-- Begin EXERCISE MATERIALS --

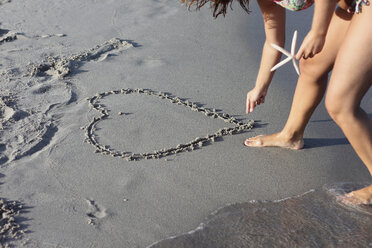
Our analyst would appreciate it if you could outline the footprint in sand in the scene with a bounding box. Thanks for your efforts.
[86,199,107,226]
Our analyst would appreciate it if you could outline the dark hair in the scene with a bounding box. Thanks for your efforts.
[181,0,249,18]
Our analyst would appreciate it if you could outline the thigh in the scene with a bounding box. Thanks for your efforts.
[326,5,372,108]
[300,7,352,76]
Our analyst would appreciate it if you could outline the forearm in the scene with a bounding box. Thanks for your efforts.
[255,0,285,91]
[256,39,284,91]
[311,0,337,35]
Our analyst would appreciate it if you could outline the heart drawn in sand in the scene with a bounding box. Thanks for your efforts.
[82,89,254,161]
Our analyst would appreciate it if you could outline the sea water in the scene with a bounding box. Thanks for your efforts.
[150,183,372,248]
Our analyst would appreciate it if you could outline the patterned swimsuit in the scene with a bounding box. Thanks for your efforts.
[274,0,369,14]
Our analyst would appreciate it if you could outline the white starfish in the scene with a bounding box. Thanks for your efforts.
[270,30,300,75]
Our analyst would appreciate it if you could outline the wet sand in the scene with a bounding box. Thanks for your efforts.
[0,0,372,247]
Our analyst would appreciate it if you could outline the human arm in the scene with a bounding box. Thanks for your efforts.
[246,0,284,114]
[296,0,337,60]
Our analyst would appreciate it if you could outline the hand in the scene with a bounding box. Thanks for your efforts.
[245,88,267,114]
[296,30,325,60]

-- End EXERCISE MATERIALS --
-- Begin EXERCISE MATERIALS --

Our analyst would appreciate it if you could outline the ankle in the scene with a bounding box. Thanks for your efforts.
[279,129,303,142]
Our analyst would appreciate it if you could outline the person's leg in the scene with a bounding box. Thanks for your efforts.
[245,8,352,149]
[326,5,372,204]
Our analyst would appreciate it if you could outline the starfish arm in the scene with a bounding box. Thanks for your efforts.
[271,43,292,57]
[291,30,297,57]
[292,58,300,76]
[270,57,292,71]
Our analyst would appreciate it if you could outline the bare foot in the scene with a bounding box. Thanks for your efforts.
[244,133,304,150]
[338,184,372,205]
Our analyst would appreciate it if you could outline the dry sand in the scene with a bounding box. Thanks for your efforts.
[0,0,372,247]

-- End EXERCISE MATERIALS --
-- Begin EXERCISE MATERIALS --

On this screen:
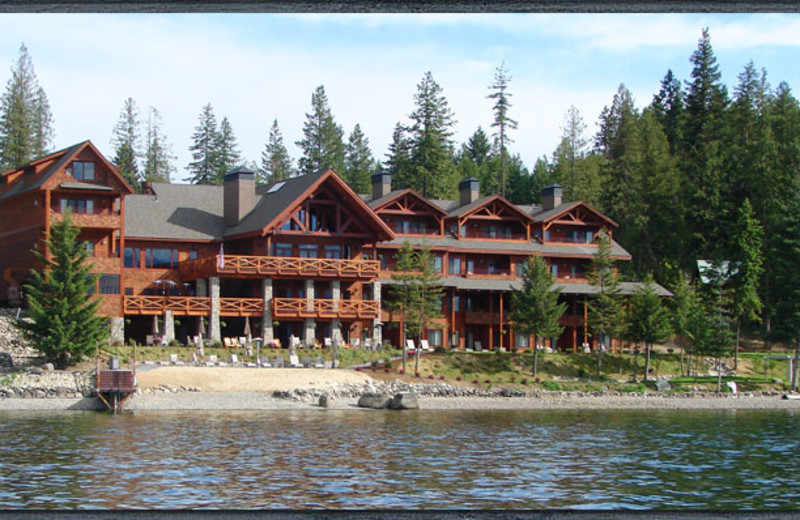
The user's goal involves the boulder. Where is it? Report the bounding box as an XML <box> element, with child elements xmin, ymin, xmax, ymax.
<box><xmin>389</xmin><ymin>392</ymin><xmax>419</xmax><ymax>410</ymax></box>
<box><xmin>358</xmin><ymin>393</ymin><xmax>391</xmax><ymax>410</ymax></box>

-- End EXERCISE MATERIALS --

WRITTEN INSTRUCTION:
Locate every line in the listing above that contains the string "ymax" and copy each such line.

EXERCISE ANSWER:
The user's goal involves the boulder. Where is it? Report the bounding box as an XML <box> element, with child elements xmin, ymin, xmax, ymax.
<box><xmin>389</xmin><ymin>392</ymin><xmax>419</xmax><ymax>410</ymax></box>
<box><xmin>358</xmin><ymin>393</ymin><xmax>391</xmax><ymax>410</ymax></box>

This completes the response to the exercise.